• Supplied data:
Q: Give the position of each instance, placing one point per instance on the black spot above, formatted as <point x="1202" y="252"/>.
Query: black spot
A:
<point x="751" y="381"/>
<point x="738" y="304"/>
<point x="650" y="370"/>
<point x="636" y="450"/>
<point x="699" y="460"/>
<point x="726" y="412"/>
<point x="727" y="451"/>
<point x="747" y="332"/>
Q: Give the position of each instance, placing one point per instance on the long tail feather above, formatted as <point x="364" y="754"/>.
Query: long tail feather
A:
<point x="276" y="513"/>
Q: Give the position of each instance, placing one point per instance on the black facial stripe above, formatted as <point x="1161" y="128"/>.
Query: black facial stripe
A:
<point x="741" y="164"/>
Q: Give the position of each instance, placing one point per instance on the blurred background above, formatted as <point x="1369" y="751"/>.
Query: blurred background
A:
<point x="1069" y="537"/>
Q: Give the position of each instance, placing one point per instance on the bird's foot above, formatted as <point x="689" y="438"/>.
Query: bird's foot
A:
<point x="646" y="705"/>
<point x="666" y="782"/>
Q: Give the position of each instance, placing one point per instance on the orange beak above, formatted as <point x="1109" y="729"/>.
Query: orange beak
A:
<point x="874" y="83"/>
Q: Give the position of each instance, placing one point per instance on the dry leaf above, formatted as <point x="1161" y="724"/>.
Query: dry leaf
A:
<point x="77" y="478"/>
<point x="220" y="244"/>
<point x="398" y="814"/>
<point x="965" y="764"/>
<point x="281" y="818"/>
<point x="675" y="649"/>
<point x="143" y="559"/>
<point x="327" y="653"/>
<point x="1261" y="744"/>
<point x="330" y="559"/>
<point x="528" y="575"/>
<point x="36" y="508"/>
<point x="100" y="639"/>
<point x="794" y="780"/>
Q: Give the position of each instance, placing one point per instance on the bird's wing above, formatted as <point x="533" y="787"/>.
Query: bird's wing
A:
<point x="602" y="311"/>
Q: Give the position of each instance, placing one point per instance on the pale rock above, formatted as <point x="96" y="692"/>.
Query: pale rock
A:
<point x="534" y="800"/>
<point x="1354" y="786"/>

• Problem to work on: Each line from the one with "the black facial" through the last line of the records must be written out word for word. Include nothing else.

• Complete output:
Q: Give the position of each instance, placing one point per instance on the black facial stripe above, formatted as <point x="1161" y="128"/>.
Query: black facial stripe
A:
<point x="741" y="164"/>
Q: Give the position of each instance, placing one point per instance on the blurred background above, formatted as <point x="1369" y="751"/>.
Query: blurred background
A:
<point x="1069" y="537"/>
Q: Give the position of each instance, placing one point per instance on the bird's foot above, formatted as <point x="689" y="438"/>.
Query: bird's foot
A:
<point x="646" y="705"/>
<point x="666" y="782"/>
Q: Give the position of each instance, placing one point per instance on the orange beak above, formatted as <point x="1109" y="729"/>.
Query: orange beak
A:
<point x="874" y="83"/>
Q: Give the position of each instance, placing one point per instance on the dry leaf above, formatted as <point x="1161" y="724"/>.
Query: dry leaf
A:
<point x="77" y="478"/>
<point x="220" y="244"/>
<point x="398" y="814"/>
<point x="965" y="764"/>
<point x="281" y="818"/>
<point x="675" y="649"/>
<point x="143" y="559"/>
<point x="327" y="653"/>
<point x="1261" y="744"/>
<point x="330" y="559"/>
<point x="528" y="575"/>
<point x="36" y="508"/>
<point x="100" y="639"/>
<point x="794" y="780"/>
Q: Give the position of each instance, placing one point per instance on the bird's wing above, formatted as <point x="533" y="787"/>.
Query: bird's wing
A:
<point x="602" y="311"/>
Q: Give the position of each instance, placing one point per instance on the pale rock above, formatted as <point x="96" y="692"/>.
Query: pale rock
A:
<point x="534" y="800"/>
<point x="1354" y="786"/>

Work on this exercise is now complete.